Reading text -
<<<<

That got Dad thinking. “I looked around and thought, ‘Why is there not a Door County Brewing Company?’”

If there were, he knew a young man who could serve as brewmaster.

The original brewing concept idea involved the Wild Tomato in Fish Creek.

“Britt (Unkefer, owner with wife Sara of Wild Tomato) and I talked about brewing in the back. Turns out they’re in a flood plain and can’t expand,” John said.

In the meantime, John had called Danny and asked “Would you come home if we built a brewery for you?”

“Then it evolved into finding that building in Baileys,” Danny said of the old grocery store at 2434 County Road F in Baileys Harbor.

The company is conducting a capital campaign to raise money for the brewing equipment, but currently contract brews with Sand Creek on the other side of the state in Black River Falls, Wis.

“It’s a long haul,” Danny said, but both he and his father said they explored a number of contracting brewing options and felt most comfortable with the Sand Creek Brewery.

“They do a lot of contract brewing, but we are the fastest growing contact and our run rate is getting close to their largest account, which allows us to ask for favors,” John said. “They’re more of an extension of us instead of a business partner.”

They made a conscious decision to do something different with a first release, thus Polka King Porter was born.

“Porter is a style I love so I was really pushing this. I knew we could make a great porter,” Danny said. “This porter is about as traditional an English porter as you’re going to get.”

“Our distributors were like, I can’t believe we’re selling all this porter in the summertime,” John said. “They didn’t believe they would sell porter, but they can’t keep it in stock. First thing out of everybody’s mouth, ‘We can’t believe we sold porter in July.’ They also said, ‘If you’d come out with an IPA or a pale ale, we probably would have totally ignored you. And that your second beer was a wit (Little Sister), without any mention of a pale ale or IPA, that takes big cajones.”

The proof of their success to date is in the numbers.

“When we originally started the forecast was 40 barrels (1,240 gallons) a quarter,” John said. “And we’re brewing 120 barrels (3,720 gallons) a month now.”

By Memorial Day 2014, they hope to have the Baileys Harbor building open with a taproom and merchandise area upstairs and downstairs a sour ale production facility.

>>>>

Tasks -
• A. In the records, reproduce the part that opens with the line containing "Please identify the dark" and continues to the end, renaming "pixel position" as "pixel coordinates" and leaving everything else unchanged.
• B. Continue the article about the Door County Brewing Company from its final sentence.
The records that follow bear no relation to the text.

Point annotation dataset records:

<<<<

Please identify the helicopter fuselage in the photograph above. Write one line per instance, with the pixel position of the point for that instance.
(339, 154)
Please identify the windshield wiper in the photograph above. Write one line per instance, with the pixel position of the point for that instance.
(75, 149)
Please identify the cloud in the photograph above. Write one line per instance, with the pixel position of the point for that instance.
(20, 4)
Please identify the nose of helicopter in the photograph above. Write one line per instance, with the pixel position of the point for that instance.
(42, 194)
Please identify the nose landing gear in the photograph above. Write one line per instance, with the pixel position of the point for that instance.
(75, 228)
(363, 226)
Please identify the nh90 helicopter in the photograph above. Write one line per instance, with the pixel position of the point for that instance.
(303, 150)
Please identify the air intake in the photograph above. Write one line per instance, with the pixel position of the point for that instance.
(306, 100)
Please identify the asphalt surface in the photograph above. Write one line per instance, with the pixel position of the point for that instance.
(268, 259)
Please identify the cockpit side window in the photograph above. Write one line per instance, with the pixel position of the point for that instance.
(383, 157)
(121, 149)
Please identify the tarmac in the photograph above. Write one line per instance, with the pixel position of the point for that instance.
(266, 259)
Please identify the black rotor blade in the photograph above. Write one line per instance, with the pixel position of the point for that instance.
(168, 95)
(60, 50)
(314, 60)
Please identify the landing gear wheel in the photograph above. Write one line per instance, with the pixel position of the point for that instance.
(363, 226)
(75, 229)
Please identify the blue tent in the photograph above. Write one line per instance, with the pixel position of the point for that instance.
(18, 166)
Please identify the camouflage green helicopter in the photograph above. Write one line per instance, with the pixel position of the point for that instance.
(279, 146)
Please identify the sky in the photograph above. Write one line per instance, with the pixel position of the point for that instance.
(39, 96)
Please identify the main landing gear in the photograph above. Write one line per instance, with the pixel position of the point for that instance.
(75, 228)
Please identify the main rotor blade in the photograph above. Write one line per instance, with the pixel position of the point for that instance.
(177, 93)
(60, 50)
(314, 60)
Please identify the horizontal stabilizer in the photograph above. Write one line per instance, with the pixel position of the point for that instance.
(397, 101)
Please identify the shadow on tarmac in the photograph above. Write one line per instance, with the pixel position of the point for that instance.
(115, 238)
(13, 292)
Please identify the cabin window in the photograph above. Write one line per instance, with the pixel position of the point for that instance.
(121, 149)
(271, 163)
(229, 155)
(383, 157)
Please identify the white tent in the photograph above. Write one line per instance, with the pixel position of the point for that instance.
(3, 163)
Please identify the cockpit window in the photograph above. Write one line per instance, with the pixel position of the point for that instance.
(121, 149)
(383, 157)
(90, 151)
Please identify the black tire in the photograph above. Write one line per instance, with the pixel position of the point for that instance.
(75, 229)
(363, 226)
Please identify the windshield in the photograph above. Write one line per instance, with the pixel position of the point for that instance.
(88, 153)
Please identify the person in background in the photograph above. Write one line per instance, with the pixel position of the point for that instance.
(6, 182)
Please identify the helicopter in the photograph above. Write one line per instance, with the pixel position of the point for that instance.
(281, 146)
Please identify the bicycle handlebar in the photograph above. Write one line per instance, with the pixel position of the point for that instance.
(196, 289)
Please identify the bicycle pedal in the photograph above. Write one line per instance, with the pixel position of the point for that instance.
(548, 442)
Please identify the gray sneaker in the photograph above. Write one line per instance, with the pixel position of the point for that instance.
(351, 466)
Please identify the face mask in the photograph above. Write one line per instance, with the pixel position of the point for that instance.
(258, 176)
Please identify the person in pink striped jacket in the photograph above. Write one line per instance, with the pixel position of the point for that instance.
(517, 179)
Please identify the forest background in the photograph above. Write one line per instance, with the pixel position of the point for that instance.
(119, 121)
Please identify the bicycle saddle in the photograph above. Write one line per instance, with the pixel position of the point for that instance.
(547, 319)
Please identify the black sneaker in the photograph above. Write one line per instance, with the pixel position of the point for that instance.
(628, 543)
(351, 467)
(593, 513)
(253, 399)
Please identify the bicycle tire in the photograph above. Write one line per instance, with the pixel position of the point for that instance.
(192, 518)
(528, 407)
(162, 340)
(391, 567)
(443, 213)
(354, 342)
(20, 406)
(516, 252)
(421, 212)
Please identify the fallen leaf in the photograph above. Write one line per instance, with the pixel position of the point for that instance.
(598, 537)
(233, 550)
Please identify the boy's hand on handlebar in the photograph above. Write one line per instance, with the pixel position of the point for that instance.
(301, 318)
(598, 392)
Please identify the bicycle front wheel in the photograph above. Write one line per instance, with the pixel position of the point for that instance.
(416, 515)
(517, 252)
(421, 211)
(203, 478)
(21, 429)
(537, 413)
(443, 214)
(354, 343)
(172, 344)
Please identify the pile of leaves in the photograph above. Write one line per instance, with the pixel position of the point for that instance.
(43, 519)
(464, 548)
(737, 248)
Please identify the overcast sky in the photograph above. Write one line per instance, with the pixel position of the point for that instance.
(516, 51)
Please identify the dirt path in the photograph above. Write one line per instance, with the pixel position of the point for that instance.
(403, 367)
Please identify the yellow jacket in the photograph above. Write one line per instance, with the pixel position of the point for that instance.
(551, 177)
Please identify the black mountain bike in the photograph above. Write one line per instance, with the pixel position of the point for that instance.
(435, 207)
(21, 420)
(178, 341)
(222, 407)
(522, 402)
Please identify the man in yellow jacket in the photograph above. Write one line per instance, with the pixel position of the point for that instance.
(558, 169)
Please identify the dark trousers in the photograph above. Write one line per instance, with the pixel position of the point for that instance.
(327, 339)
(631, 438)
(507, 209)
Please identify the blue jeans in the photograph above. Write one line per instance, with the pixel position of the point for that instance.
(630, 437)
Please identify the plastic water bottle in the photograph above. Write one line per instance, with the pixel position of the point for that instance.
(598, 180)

>>>>

Answers to the problems -
• A.
Please identify the dark trousers in the photograph above. Write one line per instance, with the pixel coordinates of the point for that instance.
(327, 339)
(631, 438)
(507, 209)
Please identify the blue jeans in the photograph above. Write one line per instance, with the pixel coordinates of the point for that instance.
(630, 437)
Please identify the plastic water bottle in the photograph above. Write one line per instance, with the pixel coordinates of the point for that instance.
(598, 180)

• B.
“It’s inspiring to be in the basement,” John said. “It’s all stone. If you think of a craft brewery, that’s the patina and vibe you’d want to have. It’s got the right environment, the right microbes. We want to do some really cool, out there things, that when people first hear it are going to go ‘You guys are crazy!’ and then when they taste it they’re going to go, ‘We love how crazy you guys are!’”

“We want to do beers that haven’t been made in Wisconsin on a consistent basis,” Danny said. “New Glarus does a sour program, which is awesome, but no one else really does it on a regular basis in Wisconsin. We want to produce beers like that, a little different, a little more avant-garde, on a relatively consistent basis.”

On Saturday, Oct. 5, the brewery will open its garage door for the release of its first special edition beer, Goat Parade Smoked Imperial Stout in 22-ounce bottles.

“We haven’t been able to put out any of the off-the-wall, crazy beers,” Danny said. “Goat Parade is our first ‘watch out’ beer. It’s a 10 percent imperial stout. It’s really, really awesome. It’s a cold weather beer, definitely. We added a good amount of smoked malt to it. It’s thick, it’s chewy, but it’s sweet enough that it mellows out the smoke, so it’s a quaffable 10 percent beer. There are not a ton of smoked beers in Wisconsin. Off the top of my head, I can’t think of one.”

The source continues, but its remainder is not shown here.